> **Aim of the exercise**:
Would you copy only the lines below, beginning with the one that contains "Find the balcony;" and running through the last entry line?

> **Records provided**:
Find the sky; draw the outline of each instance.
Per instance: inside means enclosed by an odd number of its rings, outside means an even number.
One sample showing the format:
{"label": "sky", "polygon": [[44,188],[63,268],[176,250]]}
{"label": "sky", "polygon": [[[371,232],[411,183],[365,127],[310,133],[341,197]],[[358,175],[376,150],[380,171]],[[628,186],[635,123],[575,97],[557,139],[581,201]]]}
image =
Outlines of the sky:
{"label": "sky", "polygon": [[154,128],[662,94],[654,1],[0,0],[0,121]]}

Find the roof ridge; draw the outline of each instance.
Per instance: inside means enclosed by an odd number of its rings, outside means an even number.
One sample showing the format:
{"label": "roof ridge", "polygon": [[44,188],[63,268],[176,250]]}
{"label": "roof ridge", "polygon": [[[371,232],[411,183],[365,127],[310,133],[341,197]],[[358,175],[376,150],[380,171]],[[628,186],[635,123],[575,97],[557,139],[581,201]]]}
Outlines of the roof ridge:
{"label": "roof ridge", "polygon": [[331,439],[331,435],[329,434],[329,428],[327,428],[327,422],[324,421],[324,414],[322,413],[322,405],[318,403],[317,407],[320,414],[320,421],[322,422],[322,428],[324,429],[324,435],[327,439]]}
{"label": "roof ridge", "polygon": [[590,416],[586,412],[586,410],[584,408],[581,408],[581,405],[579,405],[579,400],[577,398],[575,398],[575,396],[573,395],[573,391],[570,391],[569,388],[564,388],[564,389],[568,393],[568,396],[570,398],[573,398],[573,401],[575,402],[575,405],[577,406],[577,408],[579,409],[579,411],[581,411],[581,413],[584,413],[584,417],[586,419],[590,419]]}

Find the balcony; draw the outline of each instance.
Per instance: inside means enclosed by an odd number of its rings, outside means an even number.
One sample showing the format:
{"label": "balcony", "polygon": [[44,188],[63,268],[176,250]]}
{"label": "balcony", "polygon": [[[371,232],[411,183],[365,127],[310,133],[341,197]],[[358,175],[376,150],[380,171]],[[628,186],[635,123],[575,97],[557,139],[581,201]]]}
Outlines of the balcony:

> **Solved problem**:
Find the balcony; draw the outline of each instance.
Per instance: inside means enclosed by an odd number of its rings, outside means an even number.
One sample showing the format:
{"label": "balcony", "polygon": [[44,188],[63,268],[176,250]]}
{"label": "balcony", "polygon": [[[371,232],[411,183],[365,127],[310,133],[341,197]],[[358,175],[376,150],[380,171]],[[628,186],[635,123],[575,97],[557,139],[581,201]]]}
Outlines of the balcony:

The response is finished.